ACTION ITEM: Copy out the whole piece about being an introvert and needing other people, word for word.

SUPPLIED TEXT:
BEGIN

I am an introvert. Not a shrinking violet, but an introvert. I recharge by being alone. This morning, as I was walking in GG Park (alone) I was thinking about the difference between being an introvert and being independent. I think that most of my life I have erroneously believed that the combination of my introversion and my fairly strong independent streak makes me a self-contained unit. This is not the case. I am both an introvert and independent but that doesn't mean I am without dependence. I need the people of my community. I need to take breaks from them, to be sure, but I need them.
Bruce posted yesterday about what he's learned from his friends, and I want to say - Seriously? Get out of my brain! I was totally thinking something similar just this week. I have amazing people in my life and I'm so thankful for all we can be for each other and all we can learn from each other. I am, however, going to stop short of posting a cheesy song. Gratitude does not equal schmaltz.

END

SOURCE INFORMATION:
BEGIN

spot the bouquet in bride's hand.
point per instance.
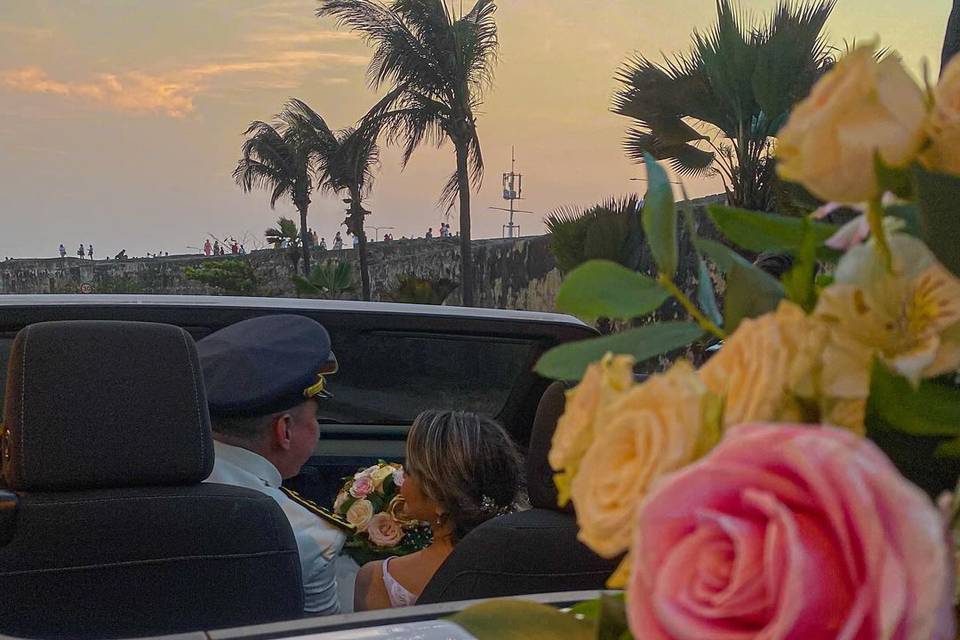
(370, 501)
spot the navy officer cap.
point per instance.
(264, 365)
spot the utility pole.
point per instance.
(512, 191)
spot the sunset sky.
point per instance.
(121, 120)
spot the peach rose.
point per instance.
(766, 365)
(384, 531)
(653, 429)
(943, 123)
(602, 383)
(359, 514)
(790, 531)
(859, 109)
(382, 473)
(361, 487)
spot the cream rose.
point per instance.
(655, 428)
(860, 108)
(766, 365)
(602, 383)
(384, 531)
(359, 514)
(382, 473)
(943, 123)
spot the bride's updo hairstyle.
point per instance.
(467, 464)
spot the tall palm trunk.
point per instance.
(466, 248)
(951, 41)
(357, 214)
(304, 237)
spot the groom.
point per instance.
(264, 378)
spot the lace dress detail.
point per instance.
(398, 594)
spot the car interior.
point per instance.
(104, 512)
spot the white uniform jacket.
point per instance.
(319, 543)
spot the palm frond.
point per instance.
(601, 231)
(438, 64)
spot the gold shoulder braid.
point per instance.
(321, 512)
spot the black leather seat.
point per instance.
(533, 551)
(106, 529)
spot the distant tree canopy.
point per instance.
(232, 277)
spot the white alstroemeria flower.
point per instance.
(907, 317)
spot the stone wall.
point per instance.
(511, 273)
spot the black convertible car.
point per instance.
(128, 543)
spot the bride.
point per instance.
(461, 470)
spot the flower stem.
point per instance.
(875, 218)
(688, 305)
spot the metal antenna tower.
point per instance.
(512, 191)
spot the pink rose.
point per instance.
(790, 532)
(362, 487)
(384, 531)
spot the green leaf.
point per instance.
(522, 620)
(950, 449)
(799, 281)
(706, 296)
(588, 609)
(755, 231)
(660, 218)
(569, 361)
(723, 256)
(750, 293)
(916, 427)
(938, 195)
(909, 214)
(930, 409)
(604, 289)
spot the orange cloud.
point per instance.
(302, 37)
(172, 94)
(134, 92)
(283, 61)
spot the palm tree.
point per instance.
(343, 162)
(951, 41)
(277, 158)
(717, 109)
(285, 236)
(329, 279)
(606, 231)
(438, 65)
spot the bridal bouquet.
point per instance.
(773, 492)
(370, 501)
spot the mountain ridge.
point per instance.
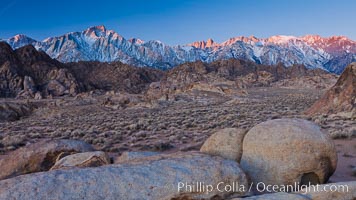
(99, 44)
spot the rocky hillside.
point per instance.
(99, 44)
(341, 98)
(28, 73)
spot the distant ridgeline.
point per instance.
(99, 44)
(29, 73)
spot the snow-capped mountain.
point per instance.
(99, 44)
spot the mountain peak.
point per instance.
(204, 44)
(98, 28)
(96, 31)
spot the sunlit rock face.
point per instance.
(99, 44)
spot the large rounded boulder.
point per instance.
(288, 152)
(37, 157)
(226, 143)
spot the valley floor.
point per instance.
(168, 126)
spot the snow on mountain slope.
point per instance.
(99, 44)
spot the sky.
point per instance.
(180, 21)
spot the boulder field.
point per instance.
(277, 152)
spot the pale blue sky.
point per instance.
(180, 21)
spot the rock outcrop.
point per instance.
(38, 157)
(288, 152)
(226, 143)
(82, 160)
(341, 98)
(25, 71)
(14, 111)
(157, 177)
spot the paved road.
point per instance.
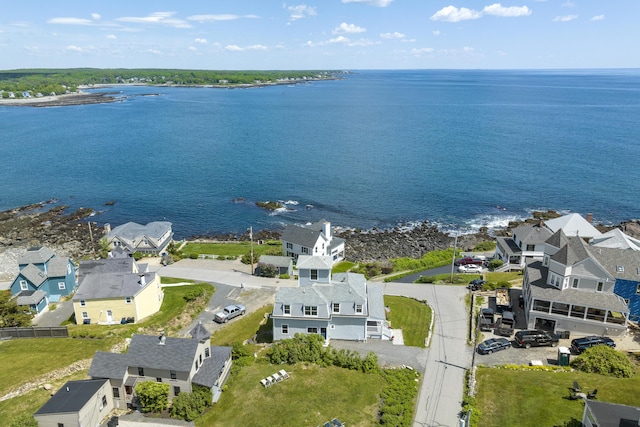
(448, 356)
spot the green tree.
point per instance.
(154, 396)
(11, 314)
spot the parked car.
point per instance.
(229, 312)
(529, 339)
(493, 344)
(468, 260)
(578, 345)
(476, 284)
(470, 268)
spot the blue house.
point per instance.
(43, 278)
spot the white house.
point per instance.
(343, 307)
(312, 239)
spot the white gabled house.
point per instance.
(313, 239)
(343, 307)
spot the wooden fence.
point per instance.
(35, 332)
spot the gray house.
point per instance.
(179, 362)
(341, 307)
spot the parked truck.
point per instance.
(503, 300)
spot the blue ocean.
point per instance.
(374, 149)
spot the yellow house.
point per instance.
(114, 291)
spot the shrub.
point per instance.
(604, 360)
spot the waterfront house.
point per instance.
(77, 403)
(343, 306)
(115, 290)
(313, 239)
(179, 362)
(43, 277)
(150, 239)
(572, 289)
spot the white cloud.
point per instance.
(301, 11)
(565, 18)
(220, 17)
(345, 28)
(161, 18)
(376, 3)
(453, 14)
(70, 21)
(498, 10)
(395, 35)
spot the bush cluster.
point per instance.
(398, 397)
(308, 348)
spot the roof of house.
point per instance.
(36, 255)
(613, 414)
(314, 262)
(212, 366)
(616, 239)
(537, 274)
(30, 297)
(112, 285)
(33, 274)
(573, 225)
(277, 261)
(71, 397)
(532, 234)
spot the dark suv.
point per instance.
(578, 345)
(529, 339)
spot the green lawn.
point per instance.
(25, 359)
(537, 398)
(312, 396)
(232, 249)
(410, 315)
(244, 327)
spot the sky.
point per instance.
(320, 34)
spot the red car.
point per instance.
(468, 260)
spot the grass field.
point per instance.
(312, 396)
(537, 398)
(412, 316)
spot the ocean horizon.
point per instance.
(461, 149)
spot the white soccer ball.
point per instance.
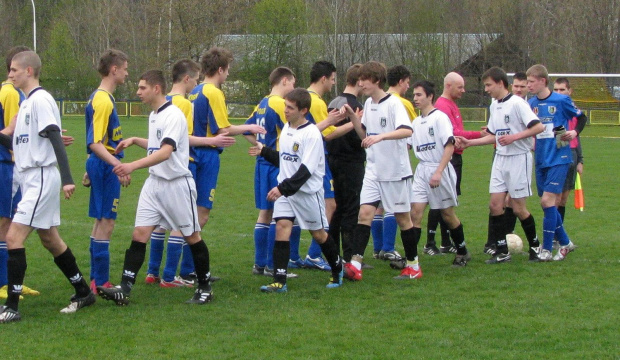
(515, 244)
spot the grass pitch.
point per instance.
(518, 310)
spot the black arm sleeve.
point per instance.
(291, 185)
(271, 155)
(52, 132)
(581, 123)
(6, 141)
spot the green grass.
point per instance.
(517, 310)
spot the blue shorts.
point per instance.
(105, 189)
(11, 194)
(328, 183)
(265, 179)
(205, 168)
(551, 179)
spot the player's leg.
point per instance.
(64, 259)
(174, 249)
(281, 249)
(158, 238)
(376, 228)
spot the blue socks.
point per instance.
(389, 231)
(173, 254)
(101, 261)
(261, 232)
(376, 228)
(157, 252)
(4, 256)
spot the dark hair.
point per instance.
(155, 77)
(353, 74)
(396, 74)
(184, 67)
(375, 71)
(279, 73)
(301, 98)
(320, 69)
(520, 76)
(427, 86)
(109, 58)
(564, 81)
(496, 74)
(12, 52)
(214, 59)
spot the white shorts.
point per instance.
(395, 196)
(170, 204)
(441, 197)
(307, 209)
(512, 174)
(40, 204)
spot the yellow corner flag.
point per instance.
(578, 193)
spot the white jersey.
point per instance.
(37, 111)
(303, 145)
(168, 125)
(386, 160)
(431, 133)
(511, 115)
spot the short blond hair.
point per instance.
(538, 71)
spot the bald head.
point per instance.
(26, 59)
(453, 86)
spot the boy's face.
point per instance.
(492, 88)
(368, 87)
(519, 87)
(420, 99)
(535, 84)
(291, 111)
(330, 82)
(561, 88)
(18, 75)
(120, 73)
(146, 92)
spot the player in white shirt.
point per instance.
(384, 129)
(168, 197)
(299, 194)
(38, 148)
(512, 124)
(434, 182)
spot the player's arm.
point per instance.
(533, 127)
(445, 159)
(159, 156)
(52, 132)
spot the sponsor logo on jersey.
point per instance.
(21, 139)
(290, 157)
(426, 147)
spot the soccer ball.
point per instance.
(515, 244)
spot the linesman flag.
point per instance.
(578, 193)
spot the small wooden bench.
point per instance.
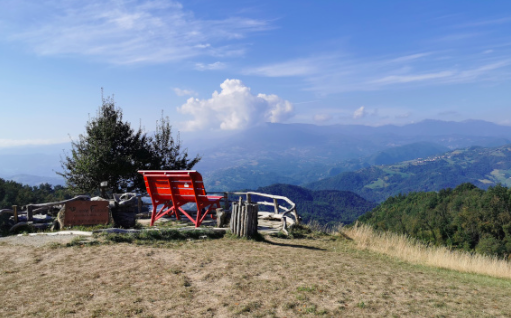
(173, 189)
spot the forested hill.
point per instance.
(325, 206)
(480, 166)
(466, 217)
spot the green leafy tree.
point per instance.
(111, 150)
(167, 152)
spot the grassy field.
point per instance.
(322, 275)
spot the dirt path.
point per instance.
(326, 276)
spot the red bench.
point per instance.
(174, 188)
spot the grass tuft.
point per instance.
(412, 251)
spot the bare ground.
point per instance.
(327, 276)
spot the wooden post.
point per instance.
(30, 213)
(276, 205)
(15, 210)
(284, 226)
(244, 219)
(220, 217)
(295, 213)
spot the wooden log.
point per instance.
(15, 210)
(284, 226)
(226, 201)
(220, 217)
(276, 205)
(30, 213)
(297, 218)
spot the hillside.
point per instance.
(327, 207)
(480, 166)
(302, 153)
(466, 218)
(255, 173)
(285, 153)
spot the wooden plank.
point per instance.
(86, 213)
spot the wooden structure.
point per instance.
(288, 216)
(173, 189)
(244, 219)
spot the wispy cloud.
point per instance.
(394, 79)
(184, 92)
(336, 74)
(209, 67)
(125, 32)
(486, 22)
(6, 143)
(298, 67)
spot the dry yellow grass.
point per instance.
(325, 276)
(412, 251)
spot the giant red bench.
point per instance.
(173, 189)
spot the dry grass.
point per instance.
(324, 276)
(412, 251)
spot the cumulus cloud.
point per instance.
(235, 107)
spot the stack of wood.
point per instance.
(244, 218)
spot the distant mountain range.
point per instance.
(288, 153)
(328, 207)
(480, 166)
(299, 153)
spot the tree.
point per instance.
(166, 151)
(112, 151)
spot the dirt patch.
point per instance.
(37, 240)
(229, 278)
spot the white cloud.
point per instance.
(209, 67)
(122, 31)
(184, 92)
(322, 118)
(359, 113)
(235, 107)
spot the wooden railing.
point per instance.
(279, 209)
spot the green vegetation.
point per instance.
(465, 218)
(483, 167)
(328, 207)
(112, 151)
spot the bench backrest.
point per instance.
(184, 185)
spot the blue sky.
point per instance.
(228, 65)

END

EXERCISE RESPONSE:
I am an introvert. Not a shrinking violet, but an introvert. I recharge by being alone. This morning, as I was walking in GG Park (alone) I was thinking about the difference between being an introvert and being independent. I think that most of my life I have erroneously believed that the combination of my introversion and my fairly strong independent streak makes me a self-contained unit. This is not the case. I am both an introvert and independent but that doesn't mean I am without dependence. I need the people of my community. I need to take breaks from them, to be sure, but I need them.
Bruce posted yesterday about what he's learned from his friends, and I want to say - Seriously? Get out of my brain! I was totally thinking something similar just this week. I have amazing people in my life and I'm so thankful for all we can be for each other and all we can learn from each other. I am, however, going to stop short of posting a cheesy song. Gratitude does not equal schmaltz.